- _Task_: Number of lines below with the word "parasol": give it and nothing more.

+ + +

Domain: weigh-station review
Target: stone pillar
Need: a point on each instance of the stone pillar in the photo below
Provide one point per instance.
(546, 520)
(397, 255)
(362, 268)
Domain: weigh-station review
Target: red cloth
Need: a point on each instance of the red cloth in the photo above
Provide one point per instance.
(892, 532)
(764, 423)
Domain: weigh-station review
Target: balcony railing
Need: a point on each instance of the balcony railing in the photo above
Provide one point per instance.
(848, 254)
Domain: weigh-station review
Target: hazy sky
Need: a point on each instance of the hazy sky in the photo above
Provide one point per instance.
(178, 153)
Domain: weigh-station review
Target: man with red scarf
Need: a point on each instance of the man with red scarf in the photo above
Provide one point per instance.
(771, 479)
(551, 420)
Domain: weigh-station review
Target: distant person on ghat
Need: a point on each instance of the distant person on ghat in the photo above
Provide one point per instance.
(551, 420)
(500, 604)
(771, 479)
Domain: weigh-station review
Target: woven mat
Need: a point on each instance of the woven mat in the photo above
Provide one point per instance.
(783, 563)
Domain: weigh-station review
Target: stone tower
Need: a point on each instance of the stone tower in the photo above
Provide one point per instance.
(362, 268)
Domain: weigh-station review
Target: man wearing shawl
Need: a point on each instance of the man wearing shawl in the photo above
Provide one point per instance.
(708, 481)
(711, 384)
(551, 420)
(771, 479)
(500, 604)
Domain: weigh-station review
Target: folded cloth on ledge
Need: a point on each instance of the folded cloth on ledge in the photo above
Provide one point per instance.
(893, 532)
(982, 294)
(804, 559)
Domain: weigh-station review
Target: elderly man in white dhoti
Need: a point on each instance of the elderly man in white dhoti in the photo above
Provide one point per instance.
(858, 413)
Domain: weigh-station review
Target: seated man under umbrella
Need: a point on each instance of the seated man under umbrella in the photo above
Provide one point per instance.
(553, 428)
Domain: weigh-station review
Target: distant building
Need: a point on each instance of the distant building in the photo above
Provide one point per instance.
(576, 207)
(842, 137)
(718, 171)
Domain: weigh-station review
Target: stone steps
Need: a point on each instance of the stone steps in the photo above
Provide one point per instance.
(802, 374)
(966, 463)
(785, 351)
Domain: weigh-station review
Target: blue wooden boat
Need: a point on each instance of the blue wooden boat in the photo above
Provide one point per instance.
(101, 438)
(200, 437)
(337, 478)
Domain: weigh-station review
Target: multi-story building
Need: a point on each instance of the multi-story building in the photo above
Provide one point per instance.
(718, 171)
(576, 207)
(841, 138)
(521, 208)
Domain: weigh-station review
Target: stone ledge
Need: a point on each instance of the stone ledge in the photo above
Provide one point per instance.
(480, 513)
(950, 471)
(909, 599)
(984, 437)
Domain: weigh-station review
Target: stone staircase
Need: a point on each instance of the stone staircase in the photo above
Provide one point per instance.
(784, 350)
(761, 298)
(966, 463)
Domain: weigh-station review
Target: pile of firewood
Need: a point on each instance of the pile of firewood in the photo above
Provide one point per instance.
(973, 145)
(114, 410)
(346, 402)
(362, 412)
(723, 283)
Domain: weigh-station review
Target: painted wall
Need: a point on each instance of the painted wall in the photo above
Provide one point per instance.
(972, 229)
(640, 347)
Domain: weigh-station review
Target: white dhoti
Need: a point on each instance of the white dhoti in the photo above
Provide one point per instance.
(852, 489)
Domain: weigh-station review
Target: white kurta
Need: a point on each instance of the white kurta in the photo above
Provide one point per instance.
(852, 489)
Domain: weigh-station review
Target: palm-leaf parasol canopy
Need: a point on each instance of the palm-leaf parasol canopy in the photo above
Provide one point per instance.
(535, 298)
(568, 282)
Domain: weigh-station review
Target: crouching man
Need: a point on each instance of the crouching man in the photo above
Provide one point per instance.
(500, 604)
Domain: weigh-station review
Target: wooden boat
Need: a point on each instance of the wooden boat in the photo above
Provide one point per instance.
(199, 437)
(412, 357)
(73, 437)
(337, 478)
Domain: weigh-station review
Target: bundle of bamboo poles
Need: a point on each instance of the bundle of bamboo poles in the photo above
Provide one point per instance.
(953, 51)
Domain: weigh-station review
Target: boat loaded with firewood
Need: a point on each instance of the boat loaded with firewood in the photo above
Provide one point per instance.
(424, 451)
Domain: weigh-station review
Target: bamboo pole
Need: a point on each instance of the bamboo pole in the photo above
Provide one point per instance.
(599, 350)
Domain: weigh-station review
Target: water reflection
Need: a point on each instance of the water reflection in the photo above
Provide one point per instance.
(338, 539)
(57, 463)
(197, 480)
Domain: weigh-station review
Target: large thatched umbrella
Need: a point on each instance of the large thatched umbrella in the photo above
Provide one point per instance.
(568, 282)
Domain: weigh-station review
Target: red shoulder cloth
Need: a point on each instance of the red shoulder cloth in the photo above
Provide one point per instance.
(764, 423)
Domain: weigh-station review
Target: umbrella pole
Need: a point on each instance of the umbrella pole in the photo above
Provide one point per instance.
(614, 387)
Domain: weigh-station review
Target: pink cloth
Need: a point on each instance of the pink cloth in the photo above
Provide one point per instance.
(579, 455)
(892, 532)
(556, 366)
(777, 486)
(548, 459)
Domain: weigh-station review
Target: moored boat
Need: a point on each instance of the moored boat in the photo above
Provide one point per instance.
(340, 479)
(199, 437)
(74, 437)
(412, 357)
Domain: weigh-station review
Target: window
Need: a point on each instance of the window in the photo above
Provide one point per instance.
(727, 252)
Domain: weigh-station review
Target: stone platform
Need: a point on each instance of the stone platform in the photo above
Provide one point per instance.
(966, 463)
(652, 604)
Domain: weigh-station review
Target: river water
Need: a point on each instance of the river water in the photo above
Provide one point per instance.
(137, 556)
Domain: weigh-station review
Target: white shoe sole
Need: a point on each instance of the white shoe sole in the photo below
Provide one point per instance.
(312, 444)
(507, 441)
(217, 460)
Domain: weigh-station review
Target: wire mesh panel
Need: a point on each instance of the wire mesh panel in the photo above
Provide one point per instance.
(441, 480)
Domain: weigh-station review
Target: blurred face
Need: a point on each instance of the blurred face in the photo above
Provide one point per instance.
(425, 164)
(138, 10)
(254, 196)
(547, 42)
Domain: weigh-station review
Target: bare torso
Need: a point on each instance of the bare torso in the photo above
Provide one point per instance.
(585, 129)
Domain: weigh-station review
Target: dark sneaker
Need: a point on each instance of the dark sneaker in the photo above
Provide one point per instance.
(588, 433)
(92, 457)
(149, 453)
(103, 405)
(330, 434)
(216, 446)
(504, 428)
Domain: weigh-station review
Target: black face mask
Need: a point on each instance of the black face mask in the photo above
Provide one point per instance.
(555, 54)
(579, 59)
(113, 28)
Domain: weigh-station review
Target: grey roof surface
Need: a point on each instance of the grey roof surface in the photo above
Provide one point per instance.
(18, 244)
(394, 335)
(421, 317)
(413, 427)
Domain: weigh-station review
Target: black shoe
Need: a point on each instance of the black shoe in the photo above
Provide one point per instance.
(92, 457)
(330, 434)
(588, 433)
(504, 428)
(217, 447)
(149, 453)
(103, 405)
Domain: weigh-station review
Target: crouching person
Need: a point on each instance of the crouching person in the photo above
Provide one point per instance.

+ + +

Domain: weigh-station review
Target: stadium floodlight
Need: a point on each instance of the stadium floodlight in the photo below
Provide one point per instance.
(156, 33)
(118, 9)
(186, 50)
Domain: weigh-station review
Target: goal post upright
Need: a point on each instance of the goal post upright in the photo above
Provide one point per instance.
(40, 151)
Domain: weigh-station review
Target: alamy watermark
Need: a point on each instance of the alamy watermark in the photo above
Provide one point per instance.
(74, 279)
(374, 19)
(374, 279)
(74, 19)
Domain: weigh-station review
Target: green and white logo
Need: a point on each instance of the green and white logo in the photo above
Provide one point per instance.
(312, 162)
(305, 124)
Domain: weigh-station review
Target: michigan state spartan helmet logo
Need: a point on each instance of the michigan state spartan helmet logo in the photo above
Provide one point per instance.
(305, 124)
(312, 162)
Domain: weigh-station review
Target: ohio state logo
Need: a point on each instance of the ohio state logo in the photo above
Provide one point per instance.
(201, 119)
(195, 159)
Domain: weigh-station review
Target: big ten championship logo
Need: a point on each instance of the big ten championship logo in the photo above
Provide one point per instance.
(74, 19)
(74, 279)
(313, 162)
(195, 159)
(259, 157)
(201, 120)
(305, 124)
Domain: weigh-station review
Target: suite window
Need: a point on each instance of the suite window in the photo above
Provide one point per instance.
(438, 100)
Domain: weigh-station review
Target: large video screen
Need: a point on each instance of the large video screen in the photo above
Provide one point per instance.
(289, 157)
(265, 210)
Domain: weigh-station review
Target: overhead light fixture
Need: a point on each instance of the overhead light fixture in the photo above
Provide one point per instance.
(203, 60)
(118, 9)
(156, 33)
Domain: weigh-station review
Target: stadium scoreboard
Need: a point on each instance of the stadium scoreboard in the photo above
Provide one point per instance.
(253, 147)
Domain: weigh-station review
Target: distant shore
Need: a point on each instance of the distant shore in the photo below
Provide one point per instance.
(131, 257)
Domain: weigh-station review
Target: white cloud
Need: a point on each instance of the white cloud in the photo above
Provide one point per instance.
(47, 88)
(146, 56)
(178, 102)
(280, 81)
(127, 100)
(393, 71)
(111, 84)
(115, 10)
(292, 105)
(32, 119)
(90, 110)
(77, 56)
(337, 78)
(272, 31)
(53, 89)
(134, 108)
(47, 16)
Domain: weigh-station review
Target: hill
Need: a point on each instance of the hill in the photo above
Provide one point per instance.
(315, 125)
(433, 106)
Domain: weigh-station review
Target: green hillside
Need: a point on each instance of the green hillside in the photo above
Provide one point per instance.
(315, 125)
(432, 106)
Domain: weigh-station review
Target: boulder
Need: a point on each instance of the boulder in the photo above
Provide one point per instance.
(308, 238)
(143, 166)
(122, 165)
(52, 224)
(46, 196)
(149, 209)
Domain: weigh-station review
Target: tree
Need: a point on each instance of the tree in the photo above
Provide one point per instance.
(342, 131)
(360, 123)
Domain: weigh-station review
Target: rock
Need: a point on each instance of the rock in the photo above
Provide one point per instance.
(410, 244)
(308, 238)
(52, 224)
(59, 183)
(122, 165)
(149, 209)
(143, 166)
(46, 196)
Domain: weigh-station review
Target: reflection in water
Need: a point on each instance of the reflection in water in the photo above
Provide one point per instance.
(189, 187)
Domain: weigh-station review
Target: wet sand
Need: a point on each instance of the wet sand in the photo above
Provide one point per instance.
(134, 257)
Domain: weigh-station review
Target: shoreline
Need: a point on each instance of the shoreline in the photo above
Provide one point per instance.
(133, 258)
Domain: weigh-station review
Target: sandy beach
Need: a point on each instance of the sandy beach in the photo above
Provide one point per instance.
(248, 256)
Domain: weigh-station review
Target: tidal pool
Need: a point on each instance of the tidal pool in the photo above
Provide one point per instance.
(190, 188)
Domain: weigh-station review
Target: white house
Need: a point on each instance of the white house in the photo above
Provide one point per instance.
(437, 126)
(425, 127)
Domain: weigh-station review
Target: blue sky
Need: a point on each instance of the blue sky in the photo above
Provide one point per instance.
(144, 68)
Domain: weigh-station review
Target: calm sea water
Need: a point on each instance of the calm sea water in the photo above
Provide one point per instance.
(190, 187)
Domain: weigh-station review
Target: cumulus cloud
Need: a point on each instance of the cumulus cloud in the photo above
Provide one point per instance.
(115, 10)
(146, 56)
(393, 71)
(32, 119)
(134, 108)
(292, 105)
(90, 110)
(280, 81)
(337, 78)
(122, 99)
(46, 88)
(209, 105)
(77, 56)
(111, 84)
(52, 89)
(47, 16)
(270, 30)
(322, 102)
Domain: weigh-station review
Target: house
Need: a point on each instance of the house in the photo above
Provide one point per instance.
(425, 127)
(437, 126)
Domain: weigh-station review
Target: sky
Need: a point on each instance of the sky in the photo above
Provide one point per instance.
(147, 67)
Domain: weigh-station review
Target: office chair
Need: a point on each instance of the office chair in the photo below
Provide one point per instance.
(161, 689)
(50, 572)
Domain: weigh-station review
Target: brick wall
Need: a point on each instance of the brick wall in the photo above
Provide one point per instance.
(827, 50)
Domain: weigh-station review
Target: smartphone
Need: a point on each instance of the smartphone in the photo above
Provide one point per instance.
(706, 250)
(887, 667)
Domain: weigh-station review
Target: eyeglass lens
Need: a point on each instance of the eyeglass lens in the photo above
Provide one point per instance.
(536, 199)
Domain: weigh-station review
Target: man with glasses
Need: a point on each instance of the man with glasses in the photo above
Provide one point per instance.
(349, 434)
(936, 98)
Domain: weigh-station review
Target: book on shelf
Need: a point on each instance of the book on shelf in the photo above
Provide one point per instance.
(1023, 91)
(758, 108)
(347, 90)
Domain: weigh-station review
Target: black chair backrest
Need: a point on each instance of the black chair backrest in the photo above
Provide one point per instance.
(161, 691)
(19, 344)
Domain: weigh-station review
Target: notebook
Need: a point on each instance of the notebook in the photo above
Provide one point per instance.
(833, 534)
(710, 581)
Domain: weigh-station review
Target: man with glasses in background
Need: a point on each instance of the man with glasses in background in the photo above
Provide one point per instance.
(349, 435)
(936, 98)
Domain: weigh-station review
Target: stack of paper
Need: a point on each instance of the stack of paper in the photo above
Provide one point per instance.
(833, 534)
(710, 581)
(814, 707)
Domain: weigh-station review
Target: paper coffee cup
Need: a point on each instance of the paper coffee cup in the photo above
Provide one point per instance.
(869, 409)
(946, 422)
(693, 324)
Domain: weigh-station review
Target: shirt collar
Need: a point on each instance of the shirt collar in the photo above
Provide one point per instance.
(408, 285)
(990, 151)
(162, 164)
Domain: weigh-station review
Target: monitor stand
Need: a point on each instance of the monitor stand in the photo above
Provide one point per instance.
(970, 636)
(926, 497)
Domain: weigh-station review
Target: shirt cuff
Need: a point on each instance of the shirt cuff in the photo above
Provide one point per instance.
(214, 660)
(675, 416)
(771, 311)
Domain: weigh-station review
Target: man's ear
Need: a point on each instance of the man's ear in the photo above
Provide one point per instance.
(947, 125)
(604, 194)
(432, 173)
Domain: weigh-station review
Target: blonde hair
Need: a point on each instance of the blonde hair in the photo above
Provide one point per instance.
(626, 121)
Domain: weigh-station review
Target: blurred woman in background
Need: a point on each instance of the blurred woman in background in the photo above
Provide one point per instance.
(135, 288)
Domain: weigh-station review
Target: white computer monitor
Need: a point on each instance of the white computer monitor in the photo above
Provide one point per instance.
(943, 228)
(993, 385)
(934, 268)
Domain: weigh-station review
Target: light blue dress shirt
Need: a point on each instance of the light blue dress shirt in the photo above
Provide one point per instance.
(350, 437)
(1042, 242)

+ + +

- _Exercise solution_: 2